Provided passage »
Doesn't it just look bad and somewhat unprofessional? I can see reading anesthesia literature, but general magazines and doing puzzles seems somewhat less than vigilant. Again, just out of residency, never exposed to an OR besides during med school and residency....

This is an oft-debated topic. Reading anesthesia literature vs magazines or something else really doesn't make a difference. If you don't have a problem with reading in the OR, then it doesn't really matter what you read. If you do have a problem with it, then thinking it's OK just because you're reading anesthesia material is just a smokescreen.
 
I am just out of residency, sitting here on my first night on call with a few questions for the PP guys/gals:

Do you have to stay in house while a labor epidural is running? ( As I am now)

Do you have the post call day off? ( I never will)

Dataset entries
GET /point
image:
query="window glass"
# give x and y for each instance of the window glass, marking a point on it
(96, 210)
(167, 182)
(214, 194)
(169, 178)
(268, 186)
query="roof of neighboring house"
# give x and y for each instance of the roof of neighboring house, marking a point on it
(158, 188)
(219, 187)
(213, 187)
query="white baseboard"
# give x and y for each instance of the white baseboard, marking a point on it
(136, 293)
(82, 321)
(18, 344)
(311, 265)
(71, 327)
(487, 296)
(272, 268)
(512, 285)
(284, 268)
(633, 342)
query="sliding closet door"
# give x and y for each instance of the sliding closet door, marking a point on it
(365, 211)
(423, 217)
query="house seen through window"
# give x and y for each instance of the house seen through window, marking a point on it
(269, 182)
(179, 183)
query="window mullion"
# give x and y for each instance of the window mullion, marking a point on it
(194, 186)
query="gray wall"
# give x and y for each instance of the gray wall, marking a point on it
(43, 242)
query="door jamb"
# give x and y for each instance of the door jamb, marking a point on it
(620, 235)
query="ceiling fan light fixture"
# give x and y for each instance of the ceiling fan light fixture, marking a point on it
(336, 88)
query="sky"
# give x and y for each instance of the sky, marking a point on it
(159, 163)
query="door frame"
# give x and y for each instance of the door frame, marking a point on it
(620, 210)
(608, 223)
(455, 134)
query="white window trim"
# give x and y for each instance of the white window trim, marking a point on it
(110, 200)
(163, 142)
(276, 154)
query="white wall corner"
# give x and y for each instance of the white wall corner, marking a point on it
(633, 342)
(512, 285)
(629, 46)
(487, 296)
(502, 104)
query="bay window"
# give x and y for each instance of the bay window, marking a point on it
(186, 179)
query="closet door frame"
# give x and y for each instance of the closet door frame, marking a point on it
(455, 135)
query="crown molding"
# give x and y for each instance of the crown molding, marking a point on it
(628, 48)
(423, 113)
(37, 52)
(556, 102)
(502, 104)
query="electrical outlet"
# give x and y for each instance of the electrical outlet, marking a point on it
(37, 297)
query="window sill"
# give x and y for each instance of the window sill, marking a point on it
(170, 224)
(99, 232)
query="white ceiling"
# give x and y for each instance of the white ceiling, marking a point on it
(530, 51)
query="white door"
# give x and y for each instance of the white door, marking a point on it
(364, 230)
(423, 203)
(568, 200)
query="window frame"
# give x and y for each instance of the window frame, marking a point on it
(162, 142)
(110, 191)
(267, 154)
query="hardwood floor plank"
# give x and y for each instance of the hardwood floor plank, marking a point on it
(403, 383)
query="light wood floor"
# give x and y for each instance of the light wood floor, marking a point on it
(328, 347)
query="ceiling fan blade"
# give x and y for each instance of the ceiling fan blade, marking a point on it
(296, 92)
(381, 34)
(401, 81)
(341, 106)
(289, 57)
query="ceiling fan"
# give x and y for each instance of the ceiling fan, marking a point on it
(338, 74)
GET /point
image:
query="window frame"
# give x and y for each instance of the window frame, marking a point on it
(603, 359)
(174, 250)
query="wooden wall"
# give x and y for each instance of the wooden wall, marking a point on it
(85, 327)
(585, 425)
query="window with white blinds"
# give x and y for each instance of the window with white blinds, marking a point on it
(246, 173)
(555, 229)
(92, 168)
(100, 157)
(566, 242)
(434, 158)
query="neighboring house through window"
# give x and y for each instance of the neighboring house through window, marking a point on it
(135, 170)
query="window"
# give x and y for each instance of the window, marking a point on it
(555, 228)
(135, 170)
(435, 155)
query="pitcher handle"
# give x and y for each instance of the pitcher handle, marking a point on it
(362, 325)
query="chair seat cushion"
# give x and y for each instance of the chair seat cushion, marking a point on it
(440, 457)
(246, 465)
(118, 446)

Work to complete »
1. In the forum posts about reading in the operating room, what is the newly graduated resident sitting through on the night they are writing?
2. Carry on the forum posts about reading in the operating room from the point where they stop.

Activity answers »
1. Their first night on call.

2.
Also, as an aside, I am a little surprised by the apparent lack of professionalism exhibited by some of my colleagues..frank laziness, snoozing in the OR, doing crossword puzzles in the OR, lack of hygiene (both surgeons and anesthesiologists)...I will admit that I am fresh out and trying not to compare residency with PP...and I took a job with a AMC. My rose colored glasses may be coming off! 😱

Thanks for your comments.


You have made the mistake of working for a AMC. They don't care about you, The only thing the AMC care about is making more money for the owner. To them you are just another cheap gullible new graduate, who they don't expect to keep for much more than a year, or until you wake up and decide to get a better job. I assume you are paid a salary with an imaginary bonus promised for the end of the year, so your employer has no cost in keeping you unnecessarily all night to baby sit OB epidurals. If you were paid a fair hourly wage to sit idle all night you can be sure the AMC call policy would change immediately.


How did you, not know you did not get the post call day off before you took this job? Did you fall for the same lie you hear at about every place I have ever interview? "Call is easy and you never get called in, so you routinely work the day after call, but if you have a rough night you will get the next day off.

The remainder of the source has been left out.